** Records shown **

--------

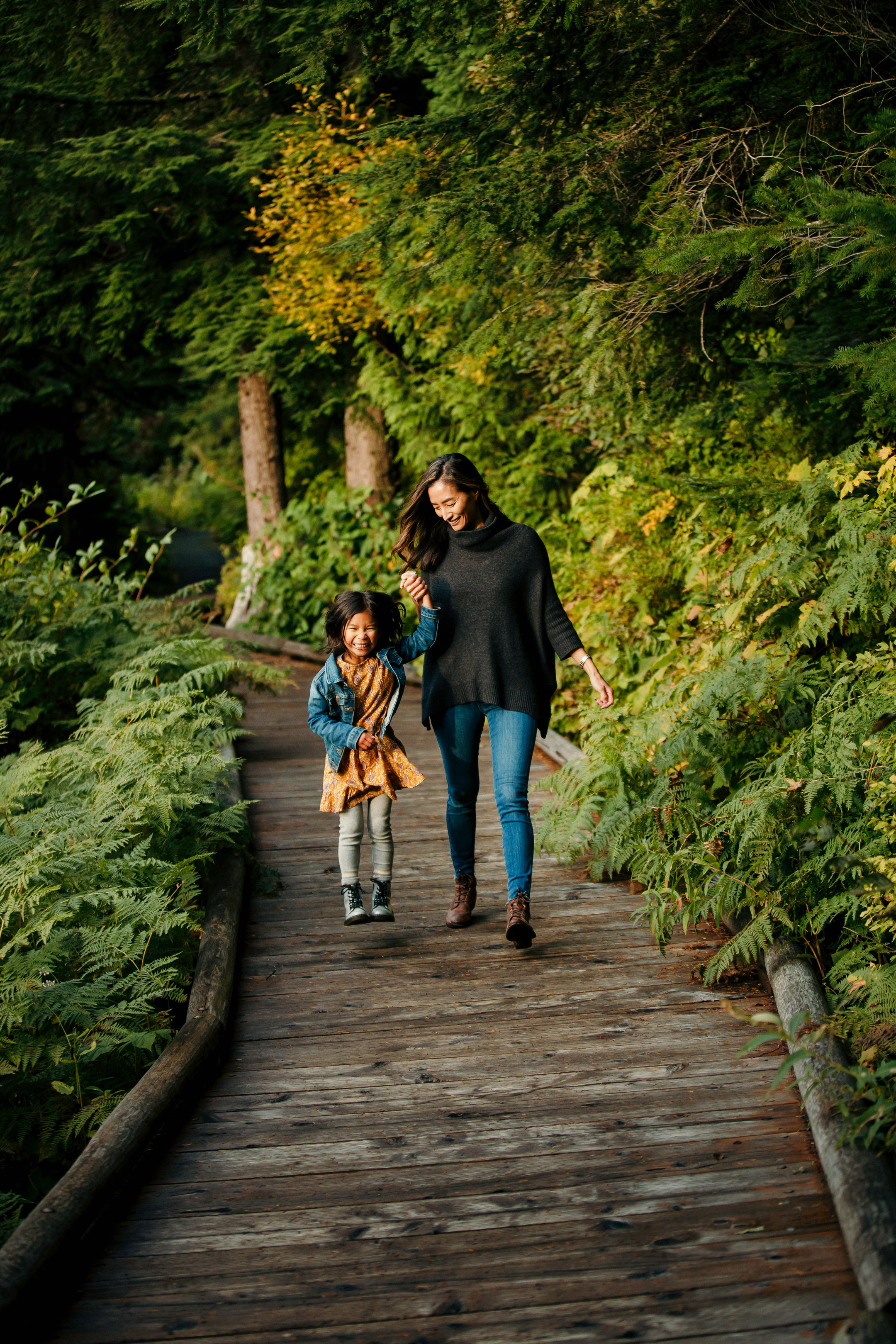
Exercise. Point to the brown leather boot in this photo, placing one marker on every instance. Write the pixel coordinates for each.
(520, 932)
(461, 912)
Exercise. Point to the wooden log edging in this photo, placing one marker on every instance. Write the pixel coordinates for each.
(78, 1197)
(859, 1182)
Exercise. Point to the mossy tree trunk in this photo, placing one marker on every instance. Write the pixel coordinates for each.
(367, 459)
(263, 479)
(263, 456)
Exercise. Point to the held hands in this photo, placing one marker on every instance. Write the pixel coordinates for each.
(416, 589)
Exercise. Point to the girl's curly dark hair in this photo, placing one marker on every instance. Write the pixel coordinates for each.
(387, 614)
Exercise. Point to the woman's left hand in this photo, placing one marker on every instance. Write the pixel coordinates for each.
(602, 693)
(416, 588)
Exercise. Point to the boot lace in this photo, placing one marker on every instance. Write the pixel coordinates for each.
(354, 897)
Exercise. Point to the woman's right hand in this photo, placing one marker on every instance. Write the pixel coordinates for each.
(416, 589)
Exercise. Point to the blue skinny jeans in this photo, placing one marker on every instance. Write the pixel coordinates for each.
(512, 735)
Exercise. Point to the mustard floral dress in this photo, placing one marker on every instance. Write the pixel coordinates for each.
(383, 768)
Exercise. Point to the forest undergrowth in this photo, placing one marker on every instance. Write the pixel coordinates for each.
(112, 716)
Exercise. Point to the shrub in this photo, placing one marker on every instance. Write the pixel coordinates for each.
(104, 840)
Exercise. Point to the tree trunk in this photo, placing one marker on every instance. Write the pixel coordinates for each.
(367, 452)
(263, 456)
(264, 483)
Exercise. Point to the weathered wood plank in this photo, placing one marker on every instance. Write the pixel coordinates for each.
(424, 1136)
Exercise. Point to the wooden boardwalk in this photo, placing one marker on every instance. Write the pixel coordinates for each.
(425, 1136)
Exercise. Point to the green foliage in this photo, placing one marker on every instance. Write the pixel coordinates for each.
(327, 545)
(104, 838)
(749, 768)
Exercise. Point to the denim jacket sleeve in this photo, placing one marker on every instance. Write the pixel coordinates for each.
(324, 718)
(424, 636)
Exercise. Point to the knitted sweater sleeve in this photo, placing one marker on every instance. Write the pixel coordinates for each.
(561, 629)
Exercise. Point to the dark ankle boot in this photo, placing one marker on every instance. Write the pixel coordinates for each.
(519, 930)
(461, 912)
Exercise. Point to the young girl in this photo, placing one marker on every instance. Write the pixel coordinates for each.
(351, 706)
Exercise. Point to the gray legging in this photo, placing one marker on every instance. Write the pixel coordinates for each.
(379, 828)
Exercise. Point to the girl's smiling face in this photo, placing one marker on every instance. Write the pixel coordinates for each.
(360, 636)
(456, 507)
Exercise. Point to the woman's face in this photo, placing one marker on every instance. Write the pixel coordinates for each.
(360, 636)
(455, 507)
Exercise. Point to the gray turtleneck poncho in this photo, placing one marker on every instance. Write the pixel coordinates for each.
(500, 624)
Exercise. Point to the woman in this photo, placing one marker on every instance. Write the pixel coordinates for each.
(500, 627)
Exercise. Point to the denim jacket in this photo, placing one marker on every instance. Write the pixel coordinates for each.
(331, 706)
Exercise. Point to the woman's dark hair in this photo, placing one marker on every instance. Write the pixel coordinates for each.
(387, 614)
(424, 537)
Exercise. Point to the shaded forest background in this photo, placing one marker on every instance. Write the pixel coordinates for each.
(263, 263)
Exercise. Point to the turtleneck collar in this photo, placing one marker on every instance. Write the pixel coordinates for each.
(479, 536)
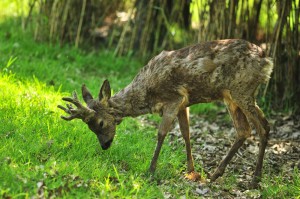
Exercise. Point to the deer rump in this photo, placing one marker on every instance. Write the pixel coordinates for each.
(203, 71)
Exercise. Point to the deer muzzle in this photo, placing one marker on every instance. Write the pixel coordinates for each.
(105, 145)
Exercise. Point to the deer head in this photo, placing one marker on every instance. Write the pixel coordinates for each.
(97, 114)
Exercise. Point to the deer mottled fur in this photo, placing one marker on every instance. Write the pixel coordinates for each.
(227, 70)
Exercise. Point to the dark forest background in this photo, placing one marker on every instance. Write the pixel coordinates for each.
(144, 28)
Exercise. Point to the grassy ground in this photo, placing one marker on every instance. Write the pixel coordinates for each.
(43, 156)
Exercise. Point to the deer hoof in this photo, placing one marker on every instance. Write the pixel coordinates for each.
(193, 176)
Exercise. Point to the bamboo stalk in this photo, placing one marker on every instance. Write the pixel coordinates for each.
(80, 23)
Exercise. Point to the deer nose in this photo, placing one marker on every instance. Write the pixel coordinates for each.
(106, 145)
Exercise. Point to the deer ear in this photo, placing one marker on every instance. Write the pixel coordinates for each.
(105, 92)
(86, 95)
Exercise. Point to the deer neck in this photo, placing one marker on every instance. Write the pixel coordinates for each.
(130, 102)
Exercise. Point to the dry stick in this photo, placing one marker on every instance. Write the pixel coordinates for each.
(80, 23)
(122, 37)
(53, 19)
(65, 16)
(36, 31)
(31, 6)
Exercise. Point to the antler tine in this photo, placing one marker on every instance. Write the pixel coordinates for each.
(81, 112)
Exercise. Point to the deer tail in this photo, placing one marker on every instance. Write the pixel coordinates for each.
(266, 70)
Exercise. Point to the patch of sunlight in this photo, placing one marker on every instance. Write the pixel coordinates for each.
(28, 96)
(14, 8)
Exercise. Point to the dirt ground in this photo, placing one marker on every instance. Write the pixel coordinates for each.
(211, 140)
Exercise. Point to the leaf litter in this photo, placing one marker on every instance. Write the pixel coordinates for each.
(211, 140)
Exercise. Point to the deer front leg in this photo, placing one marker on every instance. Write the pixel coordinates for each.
(183, 119)
(168, 118)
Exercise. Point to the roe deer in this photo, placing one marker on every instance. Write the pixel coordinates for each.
(228, 70)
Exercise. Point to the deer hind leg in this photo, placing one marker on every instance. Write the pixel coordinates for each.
(256, 116)
(168, 117)
(243, 132)
(263, 128)
(183, 119)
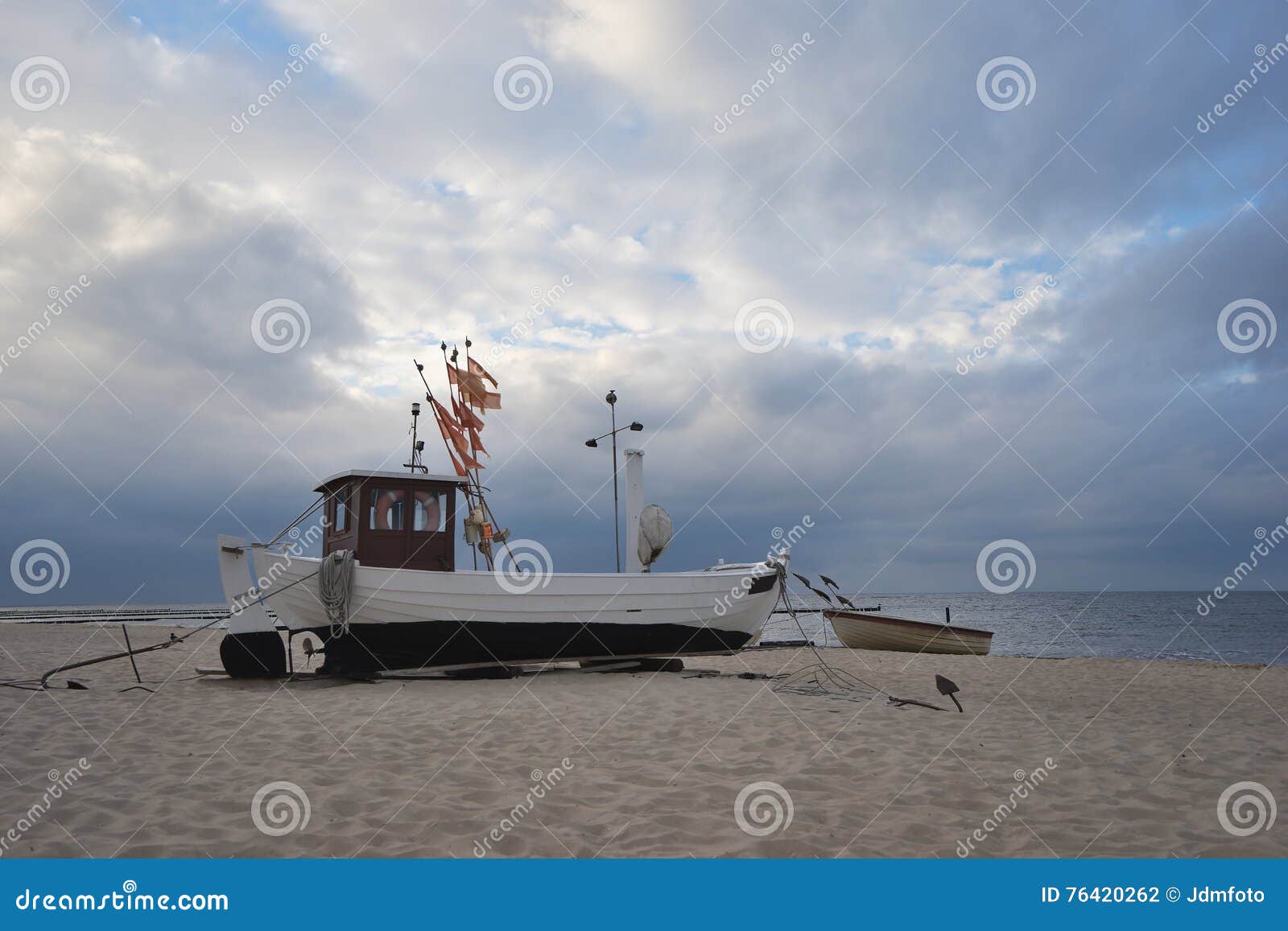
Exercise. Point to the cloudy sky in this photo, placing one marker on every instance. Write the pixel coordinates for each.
(785, 232)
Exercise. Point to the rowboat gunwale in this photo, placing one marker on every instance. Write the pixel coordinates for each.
(895, 621)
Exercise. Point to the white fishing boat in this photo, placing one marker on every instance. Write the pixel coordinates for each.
(386, 592)
(875, 631)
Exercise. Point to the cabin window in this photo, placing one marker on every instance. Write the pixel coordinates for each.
(341, 510)
(428, 513)
(386, 509)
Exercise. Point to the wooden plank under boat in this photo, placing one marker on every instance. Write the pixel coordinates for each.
(873, 631)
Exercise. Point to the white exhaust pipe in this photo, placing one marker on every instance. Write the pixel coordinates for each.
(634, 506)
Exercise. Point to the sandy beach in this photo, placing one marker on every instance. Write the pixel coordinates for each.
(1088, 757)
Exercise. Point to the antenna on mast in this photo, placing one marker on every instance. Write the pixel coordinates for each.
(418, 446)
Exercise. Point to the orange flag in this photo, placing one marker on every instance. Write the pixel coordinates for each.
(473, 390)
(476, 369)
(468, 418)
(448, 438)
(452, 433)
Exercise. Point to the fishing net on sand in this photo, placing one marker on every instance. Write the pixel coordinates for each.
(824, 680)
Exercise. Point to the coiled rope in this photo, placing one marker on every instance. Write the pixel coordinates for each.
(335, 589)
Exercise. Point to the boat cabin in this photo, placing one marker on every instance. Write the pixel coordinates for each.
(393, 521)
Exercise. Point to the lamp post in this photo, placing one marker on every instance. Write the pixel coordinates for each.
(611, 398)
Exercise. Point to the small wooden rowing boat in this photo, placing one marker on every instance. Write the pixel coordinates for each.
(866, 630)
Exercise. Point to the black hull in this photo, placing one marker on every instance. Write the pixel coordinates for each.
(428, 644)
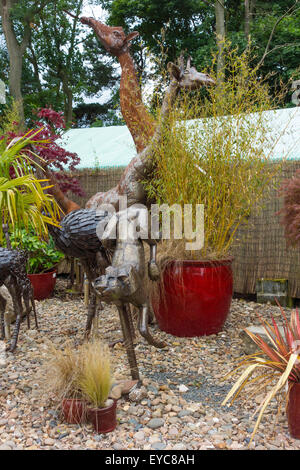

--------

** Goal of the exercise **
Pictures are to be left out; all else in the entries above is to be quoted exactly.

** Problem solution **
Exercise. Point to the brown leather boot in this photo, placing one marker on every instance. Write the pixel coordinates for each.
(520, 932)
(461, 912)
Exercise. Point to the wooden log edging in this photo, placing one marker on every instance. Write the pixel coordinates for each.
(78, 1197)
(859, 1182)
Exercise. Point to the mossy tree trunk in this photo, placing one marker on every instance. Write the pixel coordinates for each.
(367, 459)
(263, 479)
(263, 456)
Exercise. Point to the held hands in this photo, placing one marker on every instance. Write the pixel coordinates for each.
(416, 589)
Exercise. Point to the girl's curly dark hair in this photo, placing one marker on every instance. Write the pixel coordinates for each.
(387, 614)
Exercise. Point to the woman's left hand in this photo, placing one marker on every instance. Write the pixel coordinates for each.
(602, 693)
(416, 588)
Exercise. Point to the boot lace in this photo, placing one marker on every instance. Write the pixel coordinates for each.
(354, 897)
Exercise. Point to the woman's right hand in this photo, placing one marker on every instance. Write the pixel coordinates for each.
(416, 589)
Exercise. Point to the blue skinny jeans in this photo, placing one marker on every instance. Write the pixel coordinates for each.
(512, 735)
Exercise. Point to the mustard floral dress in this photo, placing one marker on every instance. Write the pixel coordinates for each.
(383, 768)
Exercise. Point to the forest undergrowth in this photo, placing one marker on every instance. Write the pixel coordinates for each.
(112, 716)
Exercise. Point to the shrub in this photo, placing one marker on every instance. Write the pixel coordinates for each.
(104, 840)
Exercise. Point to the tree trunk in this photo, placing one marker on every instance. Write the pixel coordinates for each.
(367, 452)
(263, 456)
(264, 483)
Exercise. Point to the weathered wood plank in this photo, placing one marker on every instance. Write the pixel coordinates for each.
(424, 1136)
Exercise. Point to the wooden boardwalk in this photo, placing one marker on every instance. Write the pixel coordinates for each.
(425, 1136)
Exercise. Point to the green foliage in this photo, placing one marker on every instance. Write the pixel coordinates for each.
(327, 545)
(104, 838)
(749, 768)
Exercise. Point to the denim jacket sleeve in this photo, placing one marker on every instance. Write the pixel coordinates for each.
(324, 718)
(424, 636)
Exercise. Point to the knitted sweater sleeve in this photo, placing one marker on every instance. Write the pixel coordinates for each.
(561, 629)
Exercise. Point to the dark ankle boot in this photo, placing one marker on every instance. Write the pixel coordinates for each.
(519, 930)
(461, 912)
Exercise. Point to the young girl in this photo, placing one marker on every instance. Write the pixel coordinates for each.
(351, 706)
Exercise. Point to the gray legging in this photo, placing one marker on every instance. Write the pixel coordinates for each.
(379, 828)
Exercise. Point to the girl's smiling face in this photo, placing one marker on every instance. Write the pixel coordinates for each.
(360, 636)
(456, 507)
Exercise. Point to the woman's face in this photo, placing one marker on every instance. Write the pixel coordinates for each.
(360, 636)
(455, 507)
Exercise. Point to the gray turtleneck poncho in this photo, placing one marker on every instance. Write the pixel coordinates for each.
(500, 624)
Exercise. Point to the woman in this photo, placing one marker on every instance. Write the pixel coordinates for each.
(500, 627)
Exercise. Point to the denim jacket in this photo, placing one marker on every instance. Write the pixel coordinates for each.
(331, 706)
Exercise. Point to the woman's dark hair in this photo, placing one marker on every instance. Write the pixel coordinates for each.
(387, 614)
(424, 537)
Exercise. Point to the shaded forest background in this photo, placing one marker on every instance. Write the pixel coordinates for each.
(263, 263)
Exercise. Point to the turtleneck collar in this photo, placing one marker on every instance. Write the pixel coordinates for each.
(479, 536)
Exercise. Point to the deer rump in this photo, placing one marker on every instance. Write the pixel coordinates for each.
(203, 71)
Exercise. Point to the deer muzzle in this photo, placing one marker on every instance. Write the pixel coordinates for each.
(105, 145)
Exercise. Point to the deer head in this photo, placing one marker on every instance. Write the pixel coordinates for each.
(97, 114)
Exercise. Point to the deer mottled fur in this photo, placing one marker on every instance. Write the pixel coordinates for each.
(227, 70)
Exercise. Point to the dark forest background in this photo, placing one marker on every instance. Write the pixel coordinates for each.
(144, 28)
Exercise. Point to the grassy ground in this photo, placing one marker on every instance. Write the pixel coordinates for each.
(43, 156)
Exercise. Point to the deer hoof in this photo, placing one marker on every instance. Write the pixel coordinates for each.
(193, 176)
Exercise. Point to the bamboo stalk in this photo, placing one marker on every instance. Write the pixel coordinates for each.
(80, 23)
Exercise. Point to the deer nose in this photo, placing one marker on every instance. Write the pixel coordinates for each.
(106, 145)
Exercise. Point to the deer ear in this photo, placing one marker on every instance. Write the pixel coordinates for each.
(105, 92)
(86, 95)
Exercise. Point to the deer neck in this photo, placing one marker on every instance. Write the pixel coordinates for each.
(130, 102)
Exercise. Point to the dry stick in this photo, placing one marker on every instance. Write the pixel coordinates for each.
(80, 23)
(122, 37)
(53, 19)
(65, 16)
(36, 31)
(31, 6)
Exercise. Point to the antler tine in this photo, placing one marker on every instance. Write the pixel coordinates for each.
(81, 112)
Exercise. Point to the deer tail in this photo, placing one marker on every instance. Write the pixel coordinates for each.
(266, 70)
Exercise. Point to the patch of sunlight in this photo, placing one marker on every instance. Write the pixel coordinates for each.
(28, 96)
(14, 8)
Exercise. Point to the dirt ground in this photo, placing one marker on every instance. Write the pixel coordinates for each.
(211, 140)
Exercise. Point to the leaf litter in this photo, placing one marker on every instance. Write the pixel coordinates for each.
(211, 140)
Exercise. Point to the deer front leg in this photo, placing one marker on every instance. Write the pixel coordinates for each.
(183, 119)
(168, 118)
Exercise. Point to the roe deer in this photo, placing one marker on every instance. Write the pixel coordinates for each.
(228, 70)
Exercise. Point to the deer hind leg in this photo, placing one marker on every instance. Write the pixel coordinates for each.
(256, 116)
(168, 117)
(243, 132)
(263, 128)
(183, 119)
Exercise. Point to the cloudy sky in this photo, placing one marker on every instance. Write the pixel coordinates for each.
(785, 232)
Exercise. Point to the rowboat gunwale in this photo, placing one marker on every instance. Write the pixel coordinates for each.
(895, 621)
Exercise. Point to the white fishing boat in this photo, placing one marker on every instance. Write the pixel coordinates for each.
(386, 592)
(875, 631)
Exercise. Point to the cabin window in this photo, placing one marker on every instance. Write the pixel coordinates for each.
(341, 510)
(428, 513)
(386, 509)
Exercise. Point to the wooden plank under boat in this photo, placing one marker on every instance. Write the pixel coordinates for each.
(873, 631)
Exercise. Point to the white exhaust pipe in this photo, placing one marker on every instance. Write the pixel coordinates for each.
(634, 506)
Exercise. Point to the sandy beach in this photo, placing one marker on every instance. Write the pixel coordinates for each.
(1088, 757)
Exercise. Point to the antenna on mast in this photo, placing one marker on every instance. Write the pixel coordinates for each.
(418, 446)
Exercise. Point to the orange flag in this photo, placing one marker on every instance. Write the pixel coordinates for each.
(473, 390)
(476, 369)
(468, 418)
(448, 438)
(452, 433)
Exercise. Point to the fishing net on sand in this photo, placing one marker on every instance. Write the pixel coordinates for each.
(824, 680)
Exercise. Point to the coiled rope in this photo, placing one marker on every instance. Write the pixel coordinates for each.
(335, 589)
Exercise. Point to the boat cabin in this photo, placing one marker on every instance. Write the pixel coordinates for each.
(393, 521)
Exercise. Point to the lamp post in this photo, placing one marker on every instance. Write the pixel coordinates for each.
(611, 398)
Exercise. Point to the small wooden rowing boat in this photo, placing one marker on every instance. Write the pixel coordinates for each.
(866, 630)
Exercise. Point to the black hull in this photo, placing one marker on every instance. Write the pixel coordinates for each.
(428, 644)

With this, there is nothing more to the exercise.